Loni Love is clearing up any misconceptions that she is the reason her former colleague Tamar Braxton is not sitting at the table of The Real. In an interview with MadameNoire to promote her upcoming book, I Tried to Change So You Don't Have To, the comedian and talk show host is setting the record straight on if she played a role in Braxton's departure. The singer was an original co-host from 2013 until 2016.
Here's one excerpt:
I don’t know if you want to talk about this or not—but Cookie Hull recently did an interview with Comedy Hype and she made some claims that it was you who wrote an e-mail to get Tamar fired and you wanted to be the only ‘ghetto’ Black girl on the show. You addressed it a little bit on “The Real” but didn’t say her name. So I wanted to know what you thought about that.
I do have thoughts about that that I addressed in my book. But I will say this, anybody that knows me, knows that I will not describe myself as a ghetto girl. I wouldn’t describe Tamar Braxton as a ghetto girl. I might say that we believe in the power of being ourselves. But ghetto girl?! I would never do that. And also, there’s a lesson in this. When you try to help people, you have to watch who you help. I’ve never been against any Black woman. My fans know that. That’s the reason why I wrote this book. When you read the book, you will see. I’ve been trying to get the truth out for years. But here, we dealing with this reality show type [mentality]. I do address that in my book.

LISTED RECORDS -
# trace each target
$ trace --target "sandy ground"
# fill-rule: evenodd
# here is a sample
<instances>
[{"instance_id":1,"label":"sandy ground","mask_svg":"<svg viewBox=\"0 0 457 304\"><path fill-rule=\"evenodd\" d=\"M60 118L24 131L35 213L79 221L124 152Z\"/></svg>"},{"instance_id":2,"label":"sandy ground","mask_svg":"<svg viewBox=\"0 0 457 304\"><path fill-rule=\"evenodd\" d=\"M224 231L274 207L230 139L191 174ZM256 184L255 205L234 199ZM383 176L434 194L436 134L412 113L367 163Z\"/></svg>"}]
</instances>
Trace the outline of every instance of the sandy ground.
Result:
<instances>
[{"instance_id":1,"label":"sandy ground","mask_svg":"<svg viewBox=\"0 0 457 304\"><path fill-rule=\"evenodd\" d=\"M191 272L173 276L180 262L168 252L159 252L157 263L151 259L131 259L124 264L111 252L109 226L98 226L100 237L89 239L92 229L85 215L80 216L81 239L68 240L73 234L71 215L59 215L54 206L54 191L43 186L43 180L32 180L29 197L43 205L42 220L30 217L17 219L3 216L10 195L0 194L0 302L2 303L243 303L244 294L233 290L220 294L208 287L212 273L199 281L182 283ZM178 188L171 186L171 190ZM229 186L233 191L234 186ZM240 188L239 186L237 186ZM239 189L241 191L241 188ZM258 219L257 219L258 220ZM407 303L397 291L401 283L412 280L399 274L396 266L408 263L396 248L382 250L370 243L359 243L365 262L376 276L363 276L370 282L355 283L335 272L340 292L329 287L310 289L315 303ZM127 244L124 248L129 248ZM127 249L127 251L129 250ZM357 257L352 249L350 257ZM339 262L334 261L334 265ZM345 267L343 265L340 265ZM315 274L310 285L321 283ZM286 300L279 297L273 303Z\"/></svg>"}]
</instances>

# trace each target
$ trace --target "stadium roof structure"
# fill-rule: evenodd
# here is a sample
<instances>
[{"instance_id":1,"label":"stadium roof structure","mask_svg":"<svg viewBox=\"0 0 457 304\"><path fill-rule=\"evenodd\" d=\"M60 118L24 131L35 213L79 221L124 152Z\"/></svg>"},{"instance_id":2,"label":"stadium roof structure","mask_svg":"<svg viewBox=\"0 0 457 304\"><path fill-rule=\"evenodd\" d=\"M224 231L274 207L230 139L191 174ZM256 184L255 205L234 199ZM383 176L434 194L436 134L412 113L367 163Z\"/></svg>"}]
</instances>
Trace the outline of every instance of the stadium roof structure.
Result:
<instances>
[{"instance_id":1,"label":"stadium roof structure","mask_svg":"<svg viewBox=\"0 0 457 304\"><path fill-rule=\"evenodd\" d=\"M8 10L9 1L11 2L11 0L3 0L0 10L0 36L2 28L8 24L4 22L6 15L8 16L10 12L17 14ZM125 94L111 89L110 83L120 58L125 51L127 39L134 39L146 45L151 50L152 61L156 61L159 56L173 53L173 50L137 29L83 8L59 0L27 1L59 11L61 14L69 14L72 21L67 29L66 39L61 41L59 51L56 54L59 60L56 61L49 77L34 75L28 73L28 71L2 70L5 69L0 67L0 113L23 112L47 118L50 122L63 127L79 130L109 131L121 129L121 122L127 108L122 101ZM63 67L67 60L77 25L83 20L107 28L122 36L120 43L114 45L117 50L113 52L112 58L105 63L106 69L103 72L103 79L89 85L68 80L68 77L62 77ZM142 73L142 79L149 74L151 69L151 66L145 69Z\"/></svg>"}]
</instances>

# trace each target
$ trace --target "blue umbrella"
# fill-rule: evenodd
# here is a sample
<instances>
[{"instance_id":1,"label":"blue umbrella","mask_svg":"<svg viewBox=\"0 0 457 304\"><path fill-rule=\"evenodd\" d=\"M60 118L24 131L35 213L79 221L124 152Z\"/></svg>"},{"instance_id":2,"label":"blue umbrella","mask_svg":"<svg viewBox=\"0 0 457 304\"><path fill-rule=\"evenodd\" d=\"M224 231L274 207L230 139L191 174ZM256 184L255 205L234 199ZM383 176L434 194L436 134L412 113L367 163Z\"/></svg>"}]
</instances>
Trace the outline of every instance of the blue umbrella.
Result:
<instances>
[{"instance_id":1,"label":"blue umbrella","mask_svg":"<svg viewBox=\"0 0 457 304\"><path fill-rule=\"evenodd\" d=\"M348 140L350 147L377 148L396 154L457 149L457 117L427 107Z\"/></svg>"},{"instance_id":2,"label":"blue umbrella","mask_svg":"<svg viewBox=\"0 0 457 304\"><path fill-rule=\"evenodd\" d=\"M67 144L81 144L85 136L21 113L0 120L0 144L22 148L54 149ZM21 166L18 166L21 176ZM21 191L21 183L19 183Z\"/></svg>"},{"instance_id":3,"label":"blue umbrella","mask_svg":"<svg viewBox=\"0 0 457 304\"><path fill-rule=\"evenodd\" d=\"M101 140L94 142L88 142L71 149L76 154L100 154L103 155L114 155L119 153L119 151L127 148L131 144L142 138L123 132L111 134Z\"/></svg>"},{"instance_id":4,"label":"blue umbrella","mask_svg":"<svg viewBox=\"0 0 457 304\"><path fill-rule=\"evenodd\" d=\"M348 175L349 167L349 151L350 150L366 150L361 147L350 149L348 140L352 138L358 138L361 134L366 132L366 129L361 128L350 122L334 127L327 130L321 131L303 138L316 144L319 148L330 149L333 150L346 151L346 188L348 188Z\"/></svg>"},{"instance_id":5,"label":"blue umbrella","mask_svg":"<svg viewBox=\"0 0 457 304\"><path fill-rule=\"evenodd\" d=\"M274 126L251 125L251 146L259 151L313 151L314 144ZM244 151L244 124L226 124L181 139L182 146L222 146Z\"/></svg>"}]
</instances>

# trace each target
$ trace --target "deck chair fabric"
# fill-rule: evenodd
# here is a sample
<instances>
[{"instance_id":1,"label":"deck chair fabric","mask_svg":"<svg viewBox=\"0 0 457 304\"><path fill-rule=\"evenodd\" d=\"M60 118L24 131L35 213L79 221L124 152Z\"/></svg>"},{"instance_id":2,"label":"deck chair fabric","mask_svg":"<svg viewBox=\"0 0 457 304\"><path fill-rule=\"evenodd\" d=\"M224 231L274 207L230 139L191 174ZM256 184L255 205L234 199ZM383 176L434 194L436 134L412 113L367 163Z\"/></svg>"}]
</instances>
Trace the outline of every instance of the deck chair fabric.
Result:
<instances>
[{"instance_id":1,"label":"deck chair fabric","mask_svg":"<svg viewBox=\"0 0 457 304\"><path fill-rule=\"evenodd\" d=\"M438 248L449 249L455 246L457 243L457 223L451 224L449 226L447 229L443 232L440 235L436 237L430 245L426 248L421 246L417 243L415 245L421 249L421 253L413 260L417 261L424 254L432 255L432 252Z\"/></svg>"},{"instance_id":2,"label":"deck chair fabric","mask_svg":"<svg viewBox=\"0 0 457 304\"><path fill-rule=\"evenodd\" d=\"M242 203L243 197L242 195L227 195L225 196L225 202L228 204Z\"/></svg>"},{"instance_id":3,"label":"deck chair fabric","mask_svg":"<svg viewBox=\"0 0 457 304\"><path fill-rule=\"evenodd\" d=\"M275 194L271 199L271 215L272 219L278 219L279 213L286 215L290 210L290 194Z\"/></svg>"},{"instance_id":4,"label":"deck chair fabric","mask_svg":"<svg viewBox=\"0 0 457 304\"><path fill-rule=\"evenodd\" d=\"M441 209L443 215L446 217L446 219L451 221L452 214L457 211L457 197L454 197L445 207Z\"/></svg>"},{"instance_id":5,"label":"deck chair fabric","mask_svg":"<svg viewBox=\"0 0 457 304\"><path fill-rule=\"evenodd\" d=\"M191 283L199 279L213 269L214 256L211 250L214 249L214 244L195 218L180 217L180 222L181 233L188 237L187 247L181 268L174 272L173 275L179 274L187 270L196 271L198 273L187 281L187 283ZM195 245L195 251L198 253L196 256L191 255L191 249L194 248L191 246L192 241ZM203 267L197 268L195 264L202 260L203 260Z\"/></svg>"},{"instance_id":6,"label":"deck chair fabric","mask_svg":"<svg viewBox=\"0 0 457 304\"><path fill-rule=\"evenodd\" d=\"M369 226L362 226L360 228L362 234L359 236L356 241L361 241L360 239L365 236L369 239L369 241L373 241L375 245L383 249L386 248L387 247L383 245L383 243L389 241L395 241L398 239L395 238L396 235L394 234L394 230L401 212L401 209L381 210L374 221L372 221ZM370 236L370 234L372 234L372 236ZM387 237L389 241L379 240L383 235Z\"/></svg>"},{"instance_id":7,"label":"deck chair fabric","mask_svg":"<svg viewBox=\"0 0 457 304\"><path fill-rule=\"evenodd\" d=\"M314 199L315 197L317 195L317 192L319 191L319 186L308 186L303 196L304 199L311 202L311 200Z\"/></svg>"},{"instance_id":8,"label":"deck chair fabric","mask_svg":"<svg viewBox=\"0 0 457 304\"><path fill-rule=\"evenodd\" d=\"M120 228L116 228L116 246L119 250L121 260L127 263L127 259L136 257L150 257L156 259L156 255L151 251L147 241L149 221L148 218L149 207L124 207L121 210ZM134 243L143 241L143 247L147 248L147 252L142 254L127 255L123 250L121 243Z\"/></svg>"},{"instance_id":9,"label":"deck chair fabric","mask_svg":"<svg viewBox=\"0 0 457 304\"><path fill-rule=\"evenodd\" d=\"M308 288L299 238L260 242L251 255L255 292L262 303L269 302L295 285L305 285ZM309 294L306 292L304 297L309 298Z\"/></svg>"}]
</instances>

PROBLEM DESCRIPTION -
Transcribe the passage of the Loni Love interview article above word for word, starting with "Loni Love is" and going on through "thought about that.".

SOLUTION BELOW -
Loni Love is clearing up any misconceptions that she is the reason her former colleague Tamar Braxton is not sitting at the table of The Real. In an interview with MadameNoire to promote her upcoming book, I Tried to Change So You Don't Have To, the comedian and talk show host is setting the record straight on if she played a role in Braxton's departure. The singer was an original co-host from 2013 until 2016.
Here's one excerpt:
I don’t know if you want to talk about this or not—but Cookie Hull recently did an interview with Comedy Hype and she made some claims that it was you who wrote an e-mail to get Tamar fired and you wanted to be the only ‘ghetto’ Black girl on the show. You addressed it a little bit on “The Real” but didn’t say her name. So I wanted to know what you thought about that.